■ YOUR GOAL ■
Search the entries for the word "below" and pull out each line that has it.

BEGIN

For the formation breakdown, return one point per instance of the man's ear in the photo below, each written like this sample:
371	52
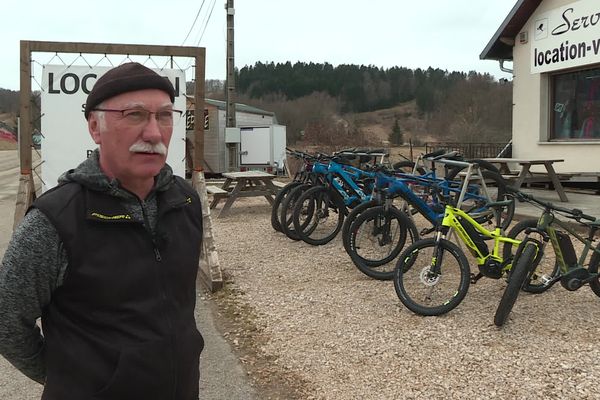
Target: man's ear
94	128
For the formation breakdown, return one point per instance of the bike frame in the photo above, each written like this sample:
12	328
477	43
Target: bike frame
451	222
547	223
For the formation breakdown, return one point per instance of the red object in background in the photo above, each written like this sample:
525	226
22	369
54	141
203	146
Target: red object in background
6	135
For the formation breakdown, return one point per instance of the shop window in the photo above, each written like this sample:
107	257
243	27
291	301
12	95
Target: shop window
576	105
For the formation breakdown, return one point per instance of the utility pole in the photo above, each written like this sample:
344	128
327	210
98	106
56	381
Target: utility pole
233	148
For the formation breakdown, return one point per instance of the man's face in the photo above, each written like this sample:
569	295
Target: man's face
130	147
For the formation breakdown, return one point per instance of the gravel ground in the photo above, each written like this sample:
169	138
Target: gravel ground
309	325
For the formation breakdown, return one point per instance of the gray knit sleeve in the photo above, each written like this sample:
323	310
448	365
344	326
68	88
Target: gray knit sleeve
32	268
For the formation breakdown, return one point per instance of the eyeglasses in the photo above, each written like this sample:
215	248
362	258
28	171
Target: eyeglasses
138	116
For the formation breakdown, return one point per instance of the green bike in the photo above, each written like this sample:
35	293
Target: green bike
432	275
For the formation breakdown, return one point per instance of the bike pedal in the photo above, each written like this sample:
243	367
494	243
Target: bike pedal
475	277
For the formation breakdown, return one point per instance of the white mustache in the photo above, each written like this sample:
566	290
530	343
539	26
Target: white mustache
145	147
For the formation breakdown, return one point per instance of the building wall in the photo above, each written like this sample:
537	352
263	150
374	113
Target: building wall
215	149
531	98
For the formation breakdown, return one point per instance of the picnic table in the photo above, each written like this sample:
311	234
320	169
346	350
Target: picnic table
525	175
243	184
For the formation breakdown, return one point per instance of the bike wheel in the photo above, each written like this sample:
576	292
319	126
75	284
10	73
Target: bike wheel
276	208
325	219
287	209
351	217
593	268
431	277
547	268
376	238
516	281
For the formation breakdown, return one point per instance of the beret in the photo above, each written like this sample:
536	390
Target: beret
125	78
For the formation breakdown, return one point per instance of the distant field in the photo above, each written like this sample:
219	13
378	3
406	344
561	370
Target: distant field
6	145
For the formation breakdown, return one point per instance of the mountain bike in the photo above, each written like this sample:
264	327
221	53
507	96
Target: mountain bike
432	276
375	237
573	273
318	213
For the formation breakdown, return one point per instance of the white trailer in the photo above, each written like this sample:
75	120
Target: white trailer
261	147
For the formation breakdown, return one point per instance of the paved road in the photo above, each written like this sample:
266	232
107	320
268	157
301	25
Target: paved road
222	376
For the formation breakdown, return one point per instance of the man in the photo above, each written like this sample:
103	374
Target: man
108	260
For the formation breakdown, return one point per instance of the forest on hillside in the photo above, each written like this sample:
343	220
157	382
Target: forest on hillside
326	104
311	100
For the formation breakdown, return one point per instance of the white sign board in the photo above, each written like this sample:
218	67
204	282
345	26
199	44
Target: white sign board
66	140
566	37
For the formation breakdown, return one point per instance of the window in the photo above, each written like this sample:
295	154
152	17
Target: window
576	105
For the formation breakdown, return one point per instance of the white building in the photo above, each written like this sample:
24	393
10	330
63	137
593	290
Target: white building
554	46
216	155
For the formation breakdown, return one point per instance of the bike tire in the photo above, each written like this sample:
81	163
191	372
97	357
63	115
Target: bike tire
318	228
549	269
415	284
351	217
593	268
387	240
516	281
287	207
276	208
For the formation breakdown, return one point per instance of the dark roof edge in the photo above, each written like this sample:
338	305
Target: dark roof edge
498	50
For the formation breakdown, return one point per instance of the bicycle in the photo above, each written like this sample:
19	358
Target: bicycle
318	213
371	242
573	273
432	276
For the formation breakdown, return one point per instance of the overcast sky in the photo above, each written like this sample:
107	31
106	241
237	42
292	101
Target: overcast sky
447	34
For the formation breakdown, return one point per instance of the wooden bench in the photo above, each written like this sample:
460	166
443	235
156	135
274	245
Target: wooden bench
215	190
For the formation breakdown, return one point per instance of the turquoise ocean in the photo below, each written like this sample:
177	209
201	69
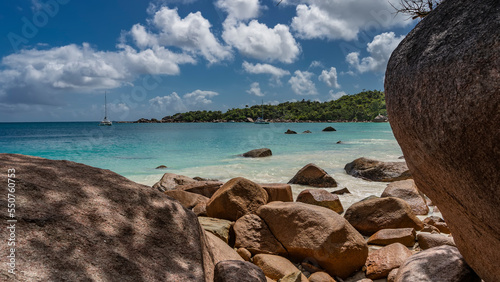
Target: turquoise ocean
209	150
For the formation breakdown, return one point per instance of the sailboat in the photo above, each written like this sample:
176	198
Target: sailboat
260	120
105	121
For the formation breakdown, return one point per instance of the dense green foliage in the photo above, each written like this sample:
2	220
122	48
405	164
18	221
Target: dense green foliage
363	106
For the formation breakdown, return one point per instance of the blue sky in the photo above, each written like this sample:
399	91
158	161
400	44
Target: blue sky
59	57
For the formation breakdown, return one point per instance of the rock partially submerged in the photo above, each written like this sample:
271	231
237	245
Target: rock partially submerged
312	175
278	192
378	171
329	128
408	191
322	198
258	153
216	226
442	89
370	216
187	200
80	223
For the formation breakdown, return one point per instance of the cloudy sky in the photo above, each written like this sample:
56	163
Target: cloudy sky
59	57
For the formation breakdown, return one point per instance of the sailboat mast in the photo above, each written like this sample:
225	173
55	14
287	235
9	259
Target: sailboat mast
262	106
105	107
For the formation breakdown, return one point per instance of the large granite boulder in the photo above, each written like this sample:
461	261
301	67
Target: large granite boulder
253	234
312	175
236	198
437	222
235	270
443	264
205	188
258	153
380	262
442	89
427	240
322	198
408	191
378	171
80	223
308	231
219	227
372	215
220	250
321	276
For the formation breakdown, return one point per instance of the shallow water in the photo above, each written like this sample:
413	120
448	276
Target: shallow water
210	150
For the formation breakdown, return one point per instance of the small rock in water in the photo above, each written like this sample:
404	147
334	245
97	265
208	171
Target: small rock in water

END

■ ANSWER SECTION ■
For the formation breakdown, return one point per instance of the man's ear in the photo below, each written like this sample:
For the formation breakdown, return one point per instance of the turquoise ocean in the photo below, each written like this sample:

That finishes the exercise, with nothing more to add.